◆ **INSTRUÇÕES DO EXERCÍCIO**:
**A)** Edite o trecho do texto sobre a relação entre EUA e União Europeia que vai de "As sanções são impostas, na" até "negócios com o Irã.", substituindo "multas" por "penalidades".
**B)** Indique se cada afirmação a seguir está de acordo com o texto sobre a relação entre EUA e União Europeia, respondendo sim ou não e citando literalmente as palavras do texto que decidem a questão: (i) Donald Tusk fez sua declaração sobre Trump numa quarta-feira; (ii) em 2017, as exportações da França para o Irã chegaram a 1,5 bilhão de euros; (iii) a Airbus pretende manter o plano de vender aeronaves ao Irã.

##### TEXTO PRINCIPAL #####

Com desaforos de Trump, relação entre EUA e União Europeia azeda de vez

Irã, aço, clima: presidente vem empilhando decisões que contrariam interesses europeus

18.mai.2018 às 2h30

Folha de São Paulo, Patrícia Campos Mello

“Olhando para as últimas decisões do presidente Donald Trump, podemos pensar: com amigos como esse, quem precisa de inimigos?”, disse, nesta quarta-feira (16), o presidente da União Europeia, Donald Tusk.

Está difícil discordar de Tusk. 

A relação entre europeus e americanos azedou de vez. Nos últimos meses, Trump adotou uma série de medidas que contrariam frontalmente os interesses da União Europeia. 

Apesar da ofensiva de charme empreendida pelo presidente francês, Emmanuel Macron, Trump anunciou a saída dos Estados Unidos do acordo nuclear com o Irã. Isso é péssima notícia para inúmeras empresas europeias. Com a saída dos EUA do acordo, voltam a vigorar, no período de 90 a 180 dias, as sanções secundárias dos Estados Unidos contra empresas que têm negócios com o setor financeiro, de energia, automobilístico e de aviação civil do Irã. 

As sanções são impostas, na realidade, por meio de instituições financeiras americanas. Um banco americano que continuar fazendo transações com uma empresa europeia na lista das sanções secundárias é punido com multas e outras medidas. Como resultado, elas deixam de fazer negócios com o Irã, por medo de se verem impedidas de acessar o sistema financeiro americano. 

No passado, por exemplo, bancos europeus com subsidiárias nos EUA, como o HSBC, Standard Chartered, ING, Barclays, Credit Suisse BNP e Lloyds, pagaram enormes multas por manterem transações com empresas que continuavam fazendo negócios com o Irã.

A UE estava mais do que empenhada na redescoberta do mercado iraniano e o fim do acordo será uma grande perda. Além do aumento nas exportações para o país (na França, subiram de 562 milhões de euros em 2015 para 1,5 bilhão de euros em 2017), há muitos investimentos em jogo.

A petroleira francesa Total, por exemplo, planejava investir US$ 5 bilhões em um campo de gás iraniano. A Airbus já anunciou que não pretende seguir em frente com o plano de vender US$ 19 bilhões em aeronaves para o Irã.

Sutileza tampouco é o forte do governo americano e seus emissários. Horas antes de assumir seu posto, na semana passada, o novo embaixador americano na Alemanha, Richard Grenell, ameaçou empresas alemãs pelo Twitter. “Empresas americanas que fazem negócios com o Irã devem suspender suas operações imediatamente”, disse o embaixador, pouco diplomático.

##### MATERIAL DE CONSULTA #####

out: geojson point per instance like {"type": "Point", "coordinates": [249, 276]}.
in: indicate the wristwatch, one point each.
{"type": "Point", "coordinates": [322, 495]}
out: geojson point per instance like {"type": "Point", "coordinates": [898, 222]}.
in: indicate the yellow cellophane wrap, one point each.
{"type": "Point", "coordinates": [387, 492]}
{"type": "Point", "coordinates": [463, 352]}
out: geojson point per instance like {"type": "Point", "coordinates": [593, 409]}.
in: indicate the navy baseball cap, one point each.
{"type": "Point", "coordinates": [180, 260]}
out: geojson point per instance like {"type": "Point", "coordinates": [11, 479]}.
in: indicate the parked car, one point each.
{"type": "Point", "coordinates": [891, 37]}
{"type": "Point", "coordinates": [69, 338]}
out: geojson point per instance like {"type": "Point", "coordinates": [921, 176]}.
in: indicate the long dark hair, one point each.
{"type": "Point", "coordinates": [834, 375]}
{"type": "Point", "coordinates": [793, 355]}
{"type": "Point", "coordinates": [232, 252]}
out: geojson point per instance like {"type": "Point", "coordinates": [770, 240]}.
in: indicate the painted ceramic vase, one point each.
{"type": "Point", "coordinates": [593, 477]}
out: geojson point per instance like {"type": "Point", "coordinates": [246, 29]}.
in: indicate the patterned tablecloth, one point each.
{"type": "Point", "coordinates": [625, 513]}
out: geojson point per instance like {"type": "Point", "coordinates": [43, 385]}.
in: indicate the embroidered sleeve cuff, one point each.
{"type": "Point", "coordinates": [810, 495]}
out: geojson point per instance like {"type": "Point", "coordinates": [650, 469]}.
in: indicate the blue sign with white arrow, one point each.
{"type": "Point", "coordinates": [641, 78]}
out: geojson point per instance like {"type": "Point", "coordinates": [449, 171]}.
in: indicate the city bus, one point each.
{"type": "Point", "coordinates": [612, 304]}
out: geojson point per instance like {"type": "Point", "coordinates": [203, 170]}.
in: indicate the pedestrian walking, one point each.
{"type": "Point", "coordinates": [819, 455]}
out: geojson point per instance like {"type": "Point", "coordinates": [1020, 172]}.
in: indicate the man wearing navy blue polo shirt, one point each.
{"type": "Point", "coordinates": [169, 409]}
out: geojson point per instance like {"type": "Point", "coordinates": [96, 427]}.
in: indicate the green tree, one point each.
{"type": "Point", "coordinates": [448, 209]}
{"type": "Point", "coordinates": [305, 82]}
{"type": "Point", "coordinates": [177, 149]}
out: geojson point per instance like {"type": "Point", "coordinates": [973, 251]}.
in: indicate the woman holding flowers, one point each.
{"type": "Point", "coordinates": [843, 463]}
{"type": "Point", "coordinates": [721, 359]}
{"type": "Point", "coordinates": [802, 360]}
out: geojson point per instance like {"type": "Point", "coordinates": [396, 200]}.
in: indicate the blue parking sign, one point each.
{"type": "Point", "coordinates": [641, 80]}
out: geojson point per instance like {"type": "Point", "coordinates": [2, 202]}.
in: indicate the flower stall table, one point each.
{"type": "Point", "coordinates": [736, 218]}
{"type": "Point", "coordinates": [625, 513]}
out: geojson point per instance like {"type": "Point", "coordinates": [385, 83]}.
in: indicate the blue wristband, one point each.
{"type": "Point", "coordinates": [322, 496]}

#####

◆ **GABARITO**:
**A)**
As sanções são impostas, na realidade, por meio de instituições financeiras americanas. Um banco americano que continuar fazendo transações com uma empresa europeia na lista das sanções secundárias é punido com penalidades e outras medidas. Como resultado, elas deixam de fazer negócios com o Irã, por medo de se verem impedidas de acessar o sistema financeiro americano. 

No passado, por exemplo, bancos europeus com subsidiárias nos EUA, como o HSBC, Standard Chartered, ING, Barclays, Credit Suisse BNP e Lloyds, pagaram enormes penalidades por manterem transações com empresas que continuavam fazendo negócios com o Irã.

**B)**
(i) Sim: "disse, nesta quarta-feira (16), o presidente da União Europeia, Donald Tusk".
(ii) Sim: "na França, subiram de 562 milhões de euros em 2015 para 1,5 bilhão de euros em 2017".
(iii) Não: "A Airbus já anunciou que não pretende seguir em frente com o plano de vender US$ 19 bilhões em aeronaves para o Irã".